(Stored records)
· · · ·
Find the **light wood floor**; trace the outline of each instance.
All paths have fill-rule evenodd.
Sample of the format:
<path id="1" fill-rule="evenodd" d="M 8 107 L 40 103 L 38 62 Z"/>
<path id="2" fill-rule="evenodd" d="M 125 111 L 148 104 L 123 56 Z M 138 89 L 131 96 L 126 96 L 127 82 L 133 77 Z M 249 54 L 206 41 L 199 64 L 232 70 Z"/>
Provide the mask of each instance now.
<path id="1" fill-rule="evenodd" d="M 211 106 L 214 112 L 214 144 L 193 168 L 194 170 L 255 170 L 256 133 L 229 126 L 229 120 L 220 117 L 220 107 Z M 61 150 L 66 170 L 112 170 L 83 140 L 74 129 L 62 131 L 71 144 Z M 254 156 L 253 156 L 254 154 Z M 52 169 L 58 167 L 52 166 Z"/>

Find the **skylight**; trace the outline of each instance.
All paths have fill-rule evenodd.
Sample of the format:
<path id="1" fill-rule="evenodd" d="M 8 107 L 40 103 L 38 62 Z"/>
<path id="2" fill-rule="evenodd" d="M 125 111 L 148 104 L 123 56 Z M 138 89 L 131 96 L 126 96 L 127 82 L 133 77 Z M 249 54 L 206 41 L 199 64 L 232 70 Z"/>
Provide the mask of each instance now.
· · · ·
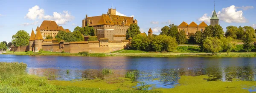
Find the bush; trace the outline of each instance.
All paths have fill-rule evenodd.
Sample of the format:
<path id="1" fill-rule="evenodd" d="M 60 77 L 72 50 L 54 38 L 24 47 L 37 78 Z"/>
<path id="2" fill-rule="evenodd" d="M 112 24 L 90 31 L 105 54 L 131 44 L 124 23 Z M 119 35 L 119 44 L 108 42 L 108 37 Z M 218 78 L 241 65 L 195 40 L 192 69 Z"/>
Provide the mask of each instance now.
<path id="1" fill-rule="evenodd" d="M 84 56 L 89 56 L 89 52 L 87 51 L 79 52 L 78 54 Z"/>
· · · ·
What needs to be done:
Show every line of the items above that contains the string "Find". The match is case-sensitive.

Finished task:
Find the **light wood floor**; trace the outline of each instance.
Find the **skylight**; trace the outline of each instance.
Find the bush; trace the outline of each instance.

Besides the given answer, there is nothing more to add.